## ASSIGNMENT
Repeat each entry below exactly as it stands.
*** MATERIAL PROVIDED ***
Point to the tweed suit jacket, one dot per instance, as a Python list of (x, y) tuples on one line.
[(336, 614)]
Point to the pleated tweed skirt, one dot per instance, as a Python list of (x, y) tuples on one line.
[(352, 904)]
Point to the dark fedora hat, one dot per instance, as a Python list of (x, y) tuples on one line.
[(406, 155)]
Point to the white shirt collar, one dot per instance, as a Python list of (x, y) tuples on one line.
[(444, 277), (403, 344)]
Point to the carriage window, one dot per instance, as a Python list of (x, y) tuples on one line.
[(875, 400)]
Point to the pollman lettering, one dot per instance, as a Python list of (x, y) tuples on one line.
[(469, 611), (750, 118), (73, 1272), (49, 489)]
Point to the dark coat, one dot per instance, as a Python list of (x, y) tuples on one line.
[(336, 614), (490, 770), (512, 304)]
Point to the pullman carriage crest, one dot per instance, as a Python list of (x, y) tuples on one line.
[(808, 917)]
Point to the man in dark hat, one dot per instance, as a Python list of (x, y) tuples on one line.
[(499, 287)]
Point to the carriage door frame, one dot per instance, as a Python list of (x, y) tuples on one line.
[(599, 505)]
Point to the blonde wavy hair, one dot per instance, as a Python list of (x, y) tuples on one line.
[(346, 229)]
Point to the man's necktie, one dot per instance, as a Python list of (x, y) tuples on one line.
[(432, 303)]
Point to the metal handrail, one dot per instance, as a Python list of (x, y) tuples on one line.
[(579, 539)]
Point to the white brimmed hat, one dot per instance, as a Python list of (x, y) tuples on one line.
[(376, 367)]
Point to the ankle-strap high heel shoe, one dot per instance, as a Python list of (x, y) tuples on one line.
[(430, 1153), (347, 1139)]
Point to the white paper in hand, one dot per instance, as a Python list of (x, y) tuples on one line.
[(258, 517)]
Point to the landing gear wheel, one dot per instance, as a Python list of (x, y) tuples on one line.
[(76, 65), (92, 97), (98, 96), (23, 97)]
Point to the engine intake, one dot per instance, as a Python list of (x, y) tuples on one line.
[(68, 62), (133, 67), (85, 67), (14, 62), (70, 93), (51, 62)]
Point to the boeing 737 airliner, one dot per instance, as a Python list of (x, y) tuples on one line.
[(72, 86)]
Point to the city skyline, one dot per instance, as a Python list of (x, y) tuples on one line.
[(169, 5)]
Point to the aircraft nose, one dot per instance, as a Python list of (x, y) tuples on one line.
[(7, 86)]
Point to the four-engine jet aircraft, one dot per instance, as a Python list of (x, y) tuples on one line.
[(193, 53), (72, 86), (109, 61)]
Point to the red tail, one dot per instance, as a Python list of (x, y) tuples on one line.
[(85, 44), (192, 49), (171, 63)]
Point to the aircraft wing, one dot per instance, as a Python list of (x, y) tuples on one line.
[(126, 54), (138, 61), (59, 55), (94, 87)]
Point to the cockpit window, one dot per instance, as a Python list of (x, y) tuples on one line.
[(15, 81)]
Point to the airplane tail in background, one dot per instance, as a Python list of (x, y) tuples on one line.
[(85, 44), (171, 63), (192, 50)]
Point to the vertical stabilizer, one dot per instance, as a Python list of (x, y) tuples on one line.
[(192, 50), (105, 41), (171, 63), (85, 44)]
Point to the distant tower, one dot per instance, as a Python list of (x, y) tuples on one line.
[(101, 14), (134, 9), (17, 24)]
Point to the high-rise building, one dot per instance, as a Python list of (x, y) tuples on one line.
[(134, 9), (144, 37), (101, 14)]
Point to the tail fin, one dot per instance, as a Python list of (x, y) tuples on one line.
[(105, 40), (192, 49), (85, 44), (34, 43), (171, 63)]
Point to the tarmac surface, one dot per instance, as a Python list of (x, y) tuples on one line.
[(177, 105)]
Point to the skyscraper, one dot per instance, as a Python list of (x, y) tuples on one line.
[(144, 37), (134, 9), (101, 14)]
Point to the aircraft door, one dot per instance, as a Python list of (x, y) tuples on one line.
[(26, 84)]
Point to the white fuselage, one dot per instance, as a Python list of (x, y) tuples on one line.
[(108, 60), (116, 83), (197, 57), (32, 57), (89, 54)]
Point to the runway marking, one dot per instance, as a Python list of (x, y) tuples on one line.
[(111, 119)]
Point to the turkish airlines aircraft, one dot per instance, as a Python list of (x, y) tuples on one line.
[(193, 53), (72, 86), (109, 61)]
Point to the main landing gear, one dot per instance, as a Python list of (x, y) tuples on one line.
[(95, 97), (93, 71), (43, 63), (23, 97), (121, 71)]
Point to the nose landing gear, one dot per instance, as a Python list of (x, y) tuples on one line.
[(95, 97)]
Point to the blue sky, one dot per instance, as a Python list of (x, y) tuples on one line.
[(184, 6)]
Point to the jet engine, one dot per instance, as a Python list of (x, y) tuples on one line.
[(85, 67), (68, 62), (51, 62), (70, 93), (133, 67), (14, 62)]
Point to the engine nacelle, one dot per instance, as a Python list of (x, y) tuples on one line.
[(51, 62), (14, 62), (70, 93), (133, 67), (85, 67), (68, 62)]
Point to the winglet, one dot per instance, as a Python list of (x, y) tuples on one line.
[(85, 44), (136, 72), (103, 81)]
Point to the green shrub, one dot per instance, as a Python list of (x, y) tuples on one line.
***
## YOUR SOLUTION
Point to the tweed suit jacket, one dot per instance, as a Python list of (x, y) tuples on one line.
[(336, 614)]
Point to the pleated tweed skirt, one dot per instance, as a Python list of (x, y) tuples on one line.
[(352, 904)]
Point to the dark fedora hat, one dot per instance, as a Python list of (x, y) tuples on one line.
[(406, 155)]
Point to the white shirt collar, one dot per instance, as a Python list of (x, y) tuples on one line.
[(444, 277), (403, 344)]
Point to the carriage window, one dot per instance, as a Python list of (x, y) tuples on one line.
[(875, 400)]
Point to the pollman lettering, one dot per instance, as a Python list of (x, y) tuples on one line.
[(469, 611), (750, 118), (73, 1272), (49, 489)]
Point to the dark coat, one dot per instance, as a Python list of (x, y) tuples on one line.
[(336, 614), (490, 770), (512, 304)]
Point to the pullman carriage crest, one dot per instance, as a Python list of (x, y) tuples on one line.
[(808, 917)]
Point to the man in dark hat, one dot per instance, as a Python list of (x, y) tuples on one line.
[(499, 287)]
Point to the carriage door frame, one dot per instance, as a Python list of (x, y) tuples on one line.
[(599, 505)]
Point to the blonde wavy hair, one dot per instance, as a Python list of (x, y) tuples on one line.
[(346, 229)]
Point to the man's necktie, one dot per instance, as a Python list of (x, y) tuples on one line.
[(432, 303)]
Point to the metal handrail, one dot per instance, as a Python list of (x, y) tuples on one line.
[(579, 539)]
Point to the white brimmed hat, one dot per instance, as a Python list of (x, y) tuples on one line.
[(376, 367)]
Point to the ankle-strap high heel shoe, one dot per instance, as a Python list of (x, y) tuples on one line.
[(430, 1153), (347, 1139)]
Point to the white paper in hand, one dot per instance, as a Python list of (x, y) tuples on one line.
[(258, 517)]
Point to the landing gear wheel, one dot per instance, as a Python list of (x, y) tuples on one line.
[(76, 65), (92, 97), (98, 96), (23, 97)]
Point to the engine intake, one dot per instance, as a Python list of (x, y) tuples on one line.
[(68, 62), (133, 67), (85, 67), (14, 62), (70, 93), (51, 62)]
Point to the boeing 737 airliner, one dot per instance, as a Python list of (x, y) tuples on one line.
[(72, 86)]
Point to the city skyline, one dot per instance, as a Python list of (x, y) tuples on one line.
[(169, 5)]
Point to the aircraft nose, one dot per instance, as a Python list of (x, y) tuples on one line.
[(7, 86)]
Point to the four-engine jet aircraft, one dot per instance, as a Python list of (x, y) tuples on one line.
[(193, 53), (72, 86), (109, 61)]
Point to the red tail, one dot per instance, as a Python list of (x, y) tuples on one line.
[(85, 44), (192, 49), (171, 63)]
Point to the aircraft wing, one dot per instance, as a Python list of (x, y) tuples on one line.
[(126, 54), (138, 61), (59, 55), (94, 87)]
Point to the cockpit window, one dot per instance, as a Python list of (x, y) tuples on one line.
[(15, 81)]
Point to the airplane tail in background, one dot per instance, as a Python list of (x, y) tuples on one line.
[(85, 44), (171, 63), (192, 50)]
Point to the vertical stabilizer, one dot per instance, as a Python list of (x, y) tuples on one line.
[(192, 50), (105, 41), (171, 63), (85, 44)]
Point to the distant tower, one dot per instance, as a Python list of (x, y) tuples on one line.
[(101, 14), (134, 9), (17, 24)]
Point to the high-rise building, one dot per instance, as a Python list of (x, y) tuples on one line.
[(134, 9), (144, 37), (101, 14)]
Point to the tail fin, one dot per instance, as a Python list of (x, y) tuples on one line.
[(105, 40), (192, 49), (85, 44), (34, 43), (171, 63)]
Point to the tarmac surface, one dot per instance, as a Python list of (x, y) tuples on one line.
[(177, 105)]
Point to the skyscraper, one dot per instance, as a Python list of (x, y) tuples on one line.
[(144, 37), (134, 9), (101, 14)]
Point to the aircraft door, one dot per instance, as a Python list of (x, y) tuples on one line.
[(26, 84)]
Point to the white fuselage, one dot per instance, as a Python list of (x, y) tuples on one line.
[(108, 60), (116, 83), (197, 57), (32, 57), (89, 54)]
Point to the runway marking, one dot per instance, as a Python list of (x, y) tuples on one line.
[(111, 119)]
Point to the turkish airlines aircraft, one dot per instance, as a Python list of (x, y) tuples on one line.
[(193, 53), (72, 86), (109, 61)]
Point to the main landing gear, one dot per instance, as a Python list of (x, y) tuples on one line.
[(95, 97), (93, 71), (43, 63), (23, 97), (121, 71)]
Point to the nose landing gear, one dot per instance, as a Python list of (x, y) tuples on one line.
[(95, 97)]
Point to the blue sky, one dot per instance, as a Python list of (x, y) tuples on one line.
[(184, 6)]
Point to the jet engine, one dot per instance, as a Python list of (x, y) tuples on one line.
[(85, 67), (68, 62), (51, 62), (70, 93), (133, 67), (14, 62)]
Point to the engine nacelle, one dot per instance, as a Python list of (x, y) tuples on one line.
[(51, 62), (14, 62), (70, 93), (133, 67), (85, 67), (68, 62)]
Point to the winglet, one dot per instance, as a Python list of (x, y) tuples on one line.
[(85, 44), (136, 72), (103, 81)]
Point to the green shrub, one dot per instance, as a Python list of (x, y) tuples on one line.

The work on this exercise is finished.